WORK TASK → Return every line from the one with "Query: corner of wall" through the one with "x=502, y=23", inclusive, exactly as it appears below.

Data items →
━━━
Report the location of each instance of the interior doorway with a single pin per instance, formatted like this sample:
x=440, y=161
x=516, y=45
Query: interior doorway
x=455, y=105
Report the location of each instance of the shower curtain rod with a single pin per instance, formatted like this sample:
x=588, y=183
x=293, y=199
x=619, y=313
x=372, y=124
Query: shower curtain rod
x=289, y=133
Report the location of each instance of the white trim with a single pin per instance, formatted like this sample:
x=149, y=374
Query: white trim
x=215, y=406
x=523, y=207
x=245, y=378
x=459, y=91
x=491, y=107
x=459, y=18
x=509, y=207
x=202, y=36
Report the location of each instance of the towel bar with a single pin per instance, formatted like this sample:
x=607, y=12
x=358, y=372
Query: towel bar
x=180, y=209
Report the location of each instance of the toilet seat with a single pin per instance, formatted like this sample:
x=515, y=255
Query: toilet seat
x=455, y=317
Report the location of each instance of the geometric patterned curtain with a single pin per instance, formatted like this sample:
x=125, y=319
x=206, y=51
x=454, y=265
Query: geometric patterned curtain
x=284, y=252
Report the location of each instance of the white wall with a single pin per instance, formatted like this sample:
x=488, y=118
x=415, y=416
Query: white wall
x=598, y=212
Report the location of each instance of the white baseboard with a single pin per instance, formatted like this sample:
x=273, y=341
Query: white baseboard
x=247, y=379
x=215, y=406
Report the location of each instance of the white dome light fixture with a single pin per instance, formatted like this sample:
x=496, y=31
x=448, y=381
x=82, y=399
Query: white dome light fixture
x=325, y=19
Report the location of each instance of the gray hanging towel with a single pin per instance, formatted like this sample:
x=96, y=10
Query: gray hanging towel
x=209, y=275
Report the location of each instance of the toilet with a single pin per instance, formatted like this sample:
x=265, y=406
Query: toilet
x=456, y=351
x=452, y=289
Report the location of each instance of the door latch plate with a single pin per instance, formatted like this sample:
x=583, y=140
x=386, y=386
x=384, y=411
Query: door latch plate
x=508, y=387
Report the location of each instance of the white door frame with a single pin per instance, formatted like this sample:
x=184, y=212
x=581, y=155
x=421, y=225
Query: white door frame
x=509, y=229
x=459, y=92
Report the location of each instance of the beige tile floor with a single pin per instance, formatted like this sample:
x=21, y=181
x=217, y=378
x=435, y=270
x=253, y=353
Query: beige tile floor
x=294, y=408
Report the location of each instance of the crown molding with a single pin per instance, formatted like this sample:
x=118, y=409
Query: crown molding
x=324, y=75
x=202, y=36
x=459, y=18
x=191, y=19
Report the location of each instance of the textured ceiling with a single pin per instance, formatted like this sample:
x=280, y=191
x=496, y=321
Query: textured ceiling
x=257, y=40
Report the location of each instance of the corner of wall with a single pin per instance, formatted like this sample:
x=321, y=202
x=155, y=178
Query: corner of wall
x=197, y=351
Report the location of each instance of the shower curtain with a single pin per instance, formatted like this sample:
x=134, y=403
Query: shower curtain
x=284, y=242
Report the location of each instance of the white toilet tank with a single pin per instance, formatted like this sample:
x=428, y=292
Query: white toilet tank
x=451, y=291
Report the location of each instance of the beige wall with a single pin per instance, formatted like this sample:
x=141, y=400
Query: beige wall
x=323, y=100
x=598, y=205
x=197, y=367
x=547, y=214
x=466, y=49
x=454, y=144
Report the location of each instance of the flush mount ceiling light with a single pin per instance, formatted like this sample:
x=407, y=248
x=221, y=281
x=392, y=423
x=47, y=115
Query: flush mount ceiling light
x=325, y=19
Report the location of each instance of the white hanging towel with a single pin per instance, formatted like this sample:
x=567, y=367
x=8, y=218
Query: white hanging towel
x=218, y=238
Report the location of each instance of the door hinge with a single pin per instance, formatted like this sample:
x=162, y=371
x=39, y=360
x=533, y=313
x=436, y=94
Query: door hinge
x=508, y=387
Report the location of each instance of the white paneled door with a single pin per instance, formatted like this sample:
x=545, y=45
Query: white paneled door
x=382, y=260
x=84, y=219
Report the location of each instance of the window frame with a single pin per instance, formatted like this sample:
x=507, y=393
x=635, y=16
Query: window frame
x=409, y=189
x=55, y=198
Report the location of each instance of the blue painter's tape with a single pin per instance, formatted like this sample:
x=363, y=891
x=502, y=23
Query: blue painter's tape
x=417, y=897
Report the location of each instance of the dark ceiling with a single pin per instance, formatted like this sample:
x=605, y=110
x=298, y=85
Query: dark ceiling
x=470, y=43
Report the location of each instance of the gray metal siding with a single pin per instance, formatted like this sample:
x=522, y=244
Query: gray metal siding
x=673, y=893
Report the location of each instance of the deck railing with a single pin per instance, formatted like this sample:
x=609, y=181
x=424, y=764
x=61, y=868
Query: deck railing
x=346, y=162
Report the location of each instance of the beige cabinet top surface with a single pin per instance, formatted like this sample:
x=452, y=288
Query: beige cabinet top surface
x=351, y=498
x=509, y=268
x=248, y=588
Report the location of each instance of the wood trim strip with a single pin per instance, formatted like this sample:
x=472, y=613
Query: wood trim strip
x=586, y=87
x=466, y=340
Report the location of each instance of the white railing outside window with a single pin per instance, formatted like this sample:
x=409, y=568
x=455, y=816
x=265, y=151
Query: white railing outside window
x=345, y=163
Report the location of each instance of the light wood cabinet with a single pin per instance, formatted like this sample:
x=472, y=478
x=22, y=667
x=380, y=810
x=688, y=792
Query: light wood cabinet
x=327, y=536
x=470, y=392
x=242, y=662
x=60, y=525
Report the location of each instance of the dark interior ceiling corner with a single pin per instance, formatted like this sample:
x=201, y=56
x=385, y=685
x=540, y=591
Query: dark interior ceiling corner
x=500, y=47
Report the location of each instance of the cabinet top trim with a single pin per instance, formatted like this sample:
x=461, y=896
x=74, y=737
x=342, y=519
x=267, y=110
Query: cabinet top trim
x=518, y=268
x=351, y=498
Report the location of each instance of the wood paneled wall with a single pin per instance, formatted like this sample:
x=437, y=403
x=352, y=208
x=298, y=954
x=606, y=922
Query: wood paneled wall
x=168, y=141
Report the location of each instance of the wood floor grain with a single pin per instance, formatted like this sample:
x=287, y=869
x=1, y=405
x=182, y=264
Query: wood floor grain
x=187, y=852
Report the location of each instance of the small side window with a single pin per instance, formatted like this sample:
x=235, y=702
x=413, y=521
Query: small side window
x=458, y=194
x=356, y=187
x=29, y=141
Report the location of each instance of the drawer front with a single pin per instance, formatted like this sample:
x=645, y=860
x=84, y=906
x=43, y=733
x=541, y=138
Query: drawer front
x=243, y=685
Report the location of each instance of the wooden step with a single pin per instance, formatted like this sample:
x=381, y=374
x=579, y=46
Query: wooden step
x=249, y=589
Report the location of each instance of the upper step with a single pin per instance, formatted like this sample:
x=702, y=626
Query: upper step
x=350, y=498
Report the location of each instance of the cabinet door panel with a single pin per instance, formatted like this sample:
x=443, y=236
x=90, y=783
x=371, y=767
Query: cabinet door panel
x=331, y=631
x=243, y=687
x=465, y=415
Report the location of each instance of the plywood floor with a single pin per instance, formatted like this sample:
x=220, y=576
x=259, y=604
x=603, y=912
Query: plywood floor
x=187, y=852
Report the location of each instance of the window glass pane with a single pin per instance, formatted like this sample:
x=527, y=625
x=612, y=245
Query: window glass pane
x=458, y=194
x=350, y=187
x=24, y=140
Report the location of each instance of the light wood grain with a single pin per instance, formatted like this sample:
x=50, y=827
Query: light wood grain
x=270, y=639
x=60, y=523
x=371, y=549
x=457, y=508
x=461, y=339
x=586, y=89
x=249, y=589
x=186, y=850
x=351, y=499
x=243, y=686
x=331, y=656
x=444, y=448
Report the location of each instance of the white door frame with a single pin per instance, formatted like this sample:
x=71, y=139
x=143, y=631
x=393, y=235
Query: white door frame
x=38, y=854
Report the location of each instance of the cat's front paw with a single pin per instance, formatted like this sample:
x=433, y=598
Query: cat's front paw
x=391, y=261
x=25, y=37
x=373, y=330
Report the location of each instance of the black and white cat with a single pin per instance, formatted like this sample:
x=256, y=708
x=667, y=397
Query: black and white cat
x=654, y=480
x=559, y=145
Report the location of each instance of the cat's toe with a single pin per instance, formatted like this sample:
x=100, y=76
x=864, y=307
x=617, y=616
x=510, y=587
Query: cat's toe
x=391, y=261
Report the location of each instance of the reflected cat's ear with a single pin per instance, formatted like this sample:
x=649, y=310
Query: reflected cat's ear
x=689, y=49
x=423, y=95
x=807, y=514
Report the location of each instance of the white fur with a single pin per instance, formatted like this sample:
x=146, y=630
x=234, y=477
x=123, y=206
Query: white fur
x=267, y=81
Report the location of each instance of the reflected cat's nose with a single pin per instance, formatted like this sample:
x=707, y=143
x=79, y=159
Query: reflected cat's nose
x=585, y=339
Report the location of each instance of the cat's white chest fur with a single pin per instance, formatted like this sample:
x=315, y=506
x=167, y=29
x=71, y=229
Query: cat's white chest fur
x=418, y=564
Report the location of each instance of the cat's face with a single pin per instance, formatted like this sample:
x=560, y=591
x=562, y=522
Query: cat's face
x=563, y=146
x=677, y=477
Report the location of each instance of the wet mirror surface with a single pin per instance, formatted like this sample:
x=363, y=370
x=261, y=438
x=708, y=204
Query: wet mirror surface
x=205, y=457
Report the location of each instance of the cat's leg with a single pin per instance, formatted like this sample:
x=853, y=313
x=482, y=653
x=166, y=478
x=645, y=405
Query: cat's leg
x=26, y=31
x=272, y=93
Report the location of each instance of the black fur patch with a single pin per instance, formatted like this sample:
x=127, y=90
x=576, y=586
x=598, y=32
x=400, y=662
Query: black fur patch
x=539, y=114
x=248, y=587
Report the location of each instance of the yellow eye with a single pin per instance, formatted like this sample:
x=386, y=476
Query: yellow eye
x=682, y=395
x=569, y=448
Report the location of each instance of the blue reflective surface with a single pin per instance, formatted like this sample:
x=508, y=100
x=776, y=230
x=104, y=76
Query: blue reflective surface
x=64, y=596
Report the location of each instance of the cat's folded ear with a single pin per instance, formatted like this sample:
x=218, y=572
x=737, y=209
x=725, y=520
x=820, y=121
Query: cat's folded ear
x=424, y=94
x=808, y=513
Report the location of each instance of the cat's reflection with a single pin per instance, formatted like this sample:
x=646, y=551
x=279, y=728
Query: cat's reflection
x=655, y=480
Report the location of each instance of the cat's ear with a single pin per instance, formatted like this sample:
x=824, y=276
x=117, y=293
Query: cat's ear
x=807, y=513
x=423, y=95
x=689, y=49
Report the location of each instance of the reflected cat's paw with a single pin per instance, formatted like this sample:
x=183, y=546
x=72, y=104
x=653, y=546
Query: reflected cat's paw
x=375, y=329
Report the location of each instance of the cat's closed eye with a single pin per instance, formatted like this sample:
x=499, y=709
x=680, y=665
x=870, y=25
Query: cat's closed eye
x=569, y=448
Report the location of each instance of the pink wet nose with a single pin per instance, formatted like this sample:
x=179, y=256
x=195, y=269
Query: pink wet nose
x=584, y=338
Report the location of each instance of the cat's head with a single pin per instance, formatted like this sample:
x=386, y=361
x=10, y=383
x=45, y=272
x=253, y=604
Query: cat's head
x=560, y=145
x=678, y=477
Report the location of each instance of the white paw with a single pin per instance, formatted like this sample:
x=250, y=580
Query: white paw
━━━
THE COMPLETED TASK →
Query: corner of wall
x=197, y=351
Report the location of each instance of the shower curtain with a single pin per instance, formatted like this sample:
x=134, y=403
Query: shower curtain
x=284, y=242
Report the location of each instance of the white toilet tank with a single pin per instance, formatted like this sample:
x=428, y=292
Query: white toilet tank
x=451, y=291
Report the location of each instance of the beige wall with a single pin per instance, formatted like this sample:
x=141, y=400
Query: beige wall
x=323, y=100
x=598, y=205
x=197, y=367
x=547, y=214
x=466, y=49
x=454, y=144
Report the location of each instance of the flush mount ceiling light with a single pin per instance, formatted like this sample:
x=407, y=248
x=221, y=281
x=392, y=423
x=47, y=115
Query: flush mount ceiling light
x=325, y=19
Report the location of each instance of the white hanging towel with a single pin per instance, formatted like this sample:
x=567, y=367
x=8, y=218
Query: white hanging towel
x=218, y=238
Report the location of each instance of the door hinge with a single pin per instance, formatted like this sample:
x=162, y=371
x=39, y=360
x=533, y=313
x=436, y=94
Query: door hinge
x=508, y=387
Report the location of each instance of the white paneled door with a single pin per instance, formatted like this sample:
x=545, y=45
Query: white paneled door
x=382, y=260
x=84, y=219
Report the location of each instance of the window frame with a single pin per instance, formatted like this sample:
x=507, y=393
x=635, y=16
Query: window frame
x=409, y=189
x=55, y=198
Report the location of each instance of the blue painter's tape with a single pin per instance, formatted like this sample:
x=363, y=891
x=502, y=23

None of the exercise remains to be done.